→ Page extract
══════
This image would need no further comment, if the idea of the comment was merely to describe or amplify that what is shown in the image. What is shown lies on a plane where laughter, sighs, and giggles reign. A poem or song would be better suited to accompany this drawing of the salon or bidet variety.
"Le Comte Ory", pencil on pink letter paper (A4) |
The artist feels however inclined to add that the scenery depicted has very little to do with the Comte Ory storyline of Verdi's opera buffa, but is indeed showing members of a dance troupe passing the night in a castle unwillingly offered to them as a shelter for the night by an oddly motivated aristocratic owner, who is torn between his own ingrained hospitality and the knowledge that harm will befall his guests because the castle is also claimed as a hunting ground for young female victims by his vampiric brother, who, being undead, naturally has no legal claim tho the castle, inherited by his surviving brother. The drawing owes its peculiar charm from the fact that it is based quite closely on a still from the Italian Gothic film "L'amante del vampiro" by the otherwise not very well known Renato Polselli. Casting for the film involved Gino Turini who put in part of the money for the film and Hélène Rémy as the film was originally going to be a co-production deal with France. Writer Ernesto Gastaldi once noted that the casting of Tina Gloriani was due to her being the director's lover at the time.
══════
→ Tasks
a. Reproduce the stretch of the commentary on the drawing from "This image would" through "or bidet variety.".
b. In the commentary on the drawing, what medium and paper was the drawing made with?
c. Extend the commentary on the drawing, picking up right after its final sentence.

→ Dataset excerpt
══════
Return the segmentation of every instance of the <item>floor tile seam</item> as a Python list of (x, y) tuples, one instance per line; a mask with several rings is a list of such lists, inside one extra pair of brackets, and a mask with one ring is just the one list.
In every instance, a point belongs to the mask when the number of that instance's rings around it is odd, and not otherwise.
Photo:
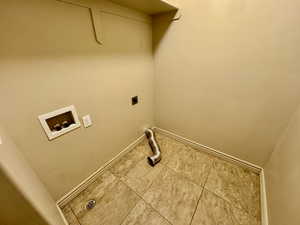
══════
→ List of answers
a.
This image would need no further comment, if the idea of the comment was merely to describe or amplify that what is shown in the image. What is shown lies on a plane where laughter, sighs, and giggles reign. A poem or song would be better suited to accompany this drawing of the salon or bidet variety.

b. Pencil on pink letter paper (A4).

c.
But this information will only serve to diminish the effect of the one pertinent artist's addition in the form of the hirsute mandrill face of the male protagonist. (Male) mandrills are of course the most erotically branded animals; they carry their propensity for sex in their brightly marked faces and their firey red behinds, while the intensity of the colours is directly linked to the level of testosterone in their bodies. Note how the two women depicted in this scene allegorically represent the two possible reactions of the opposite sex (unmarked) to such a stark display of sexual interest in the man; either amused curiosity or interest, or concern. Today and to modern audiences, this motif and its reading might seem jejune or ill-advised on the basis of enlightened disdain for traditional gender-based roles in terms of sexual initiative or competition. But this is very anthropocentric thinking. This is more about the (assumed, suggested, claimed) animal nature of things sexual, so closely related also to satanism, ritual, cruelty, neg(oti)ation of civilization and rules of civilized behaviour.